## YOUR INSTRUCTIONS
Please count the lines in the entries below that contain the string "like", treating uppercase and lowercase letters as different. Reply with the number alone.

## EXERCISE MATERIALS
┌────────
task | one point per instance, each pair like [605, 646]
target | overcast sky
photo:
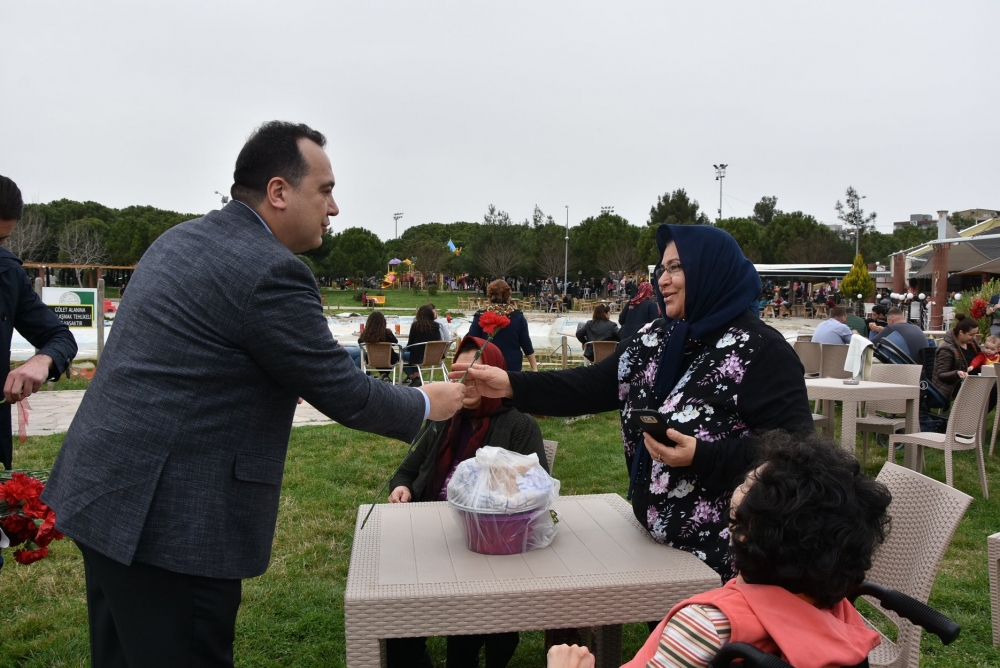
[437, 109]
└────────
┌────────
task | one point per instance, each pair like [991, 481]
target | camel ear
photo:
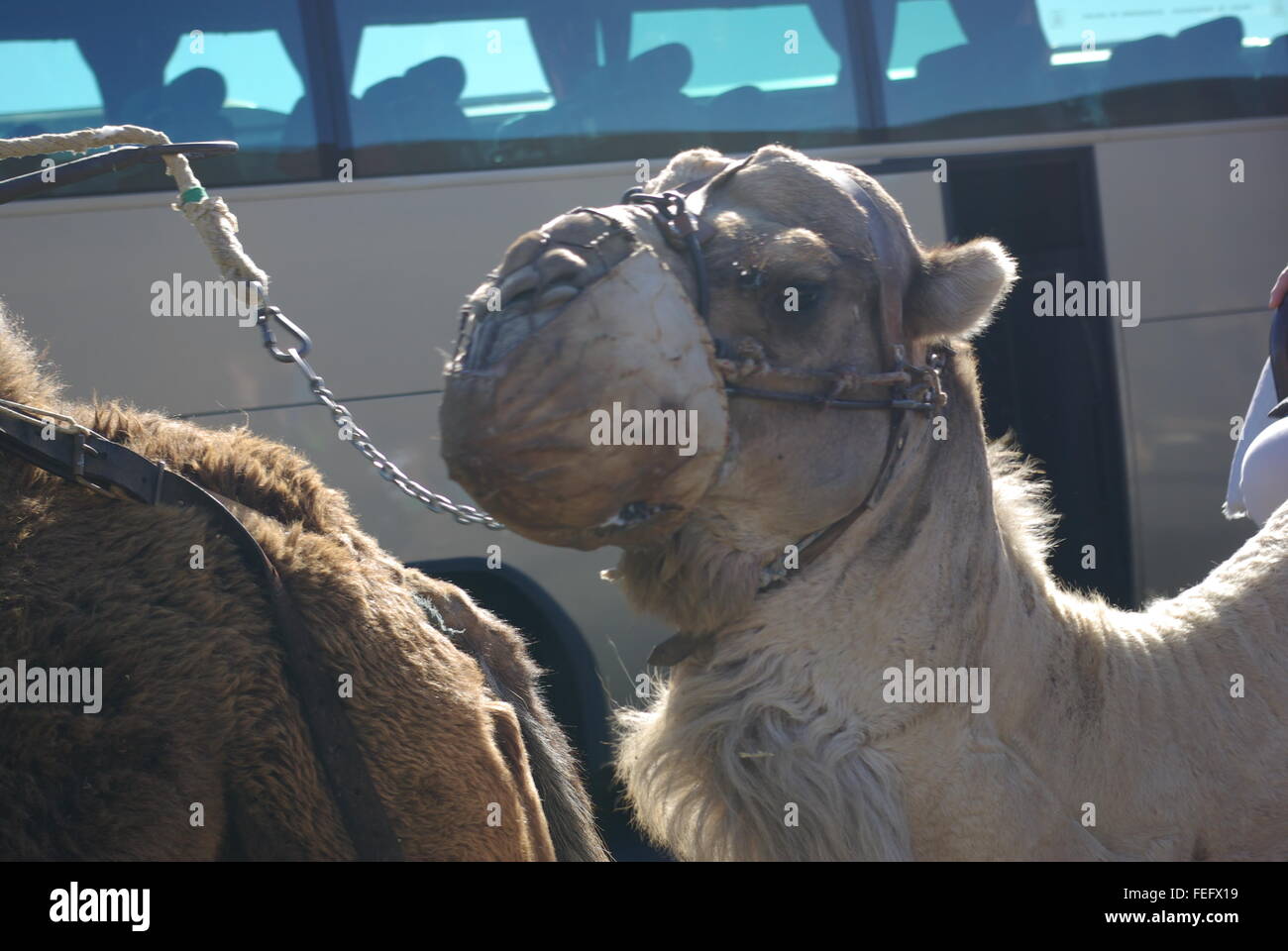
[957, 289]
└────────
┌────────
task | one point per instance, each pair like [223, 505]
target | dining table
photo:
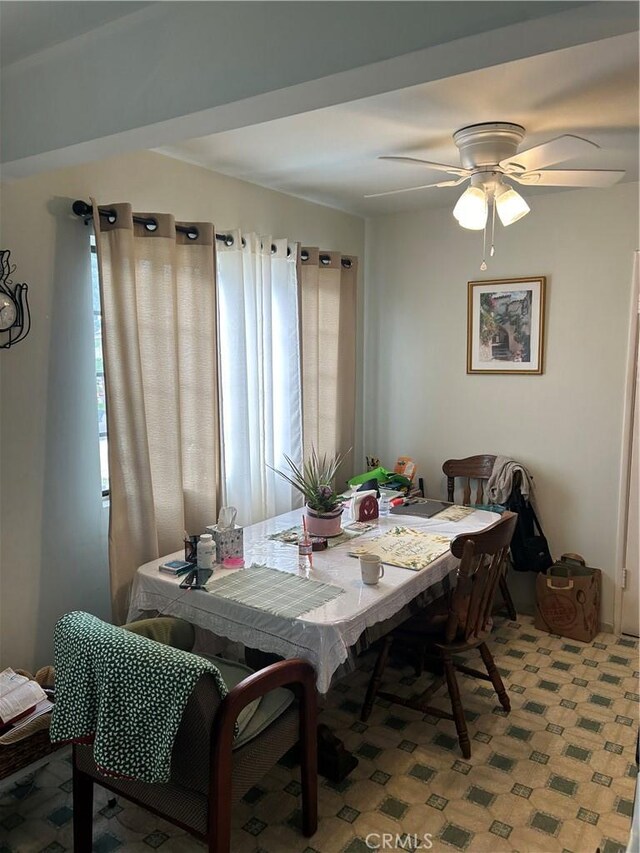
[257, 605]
└────────
## SOLUTION TO THIS TASK
3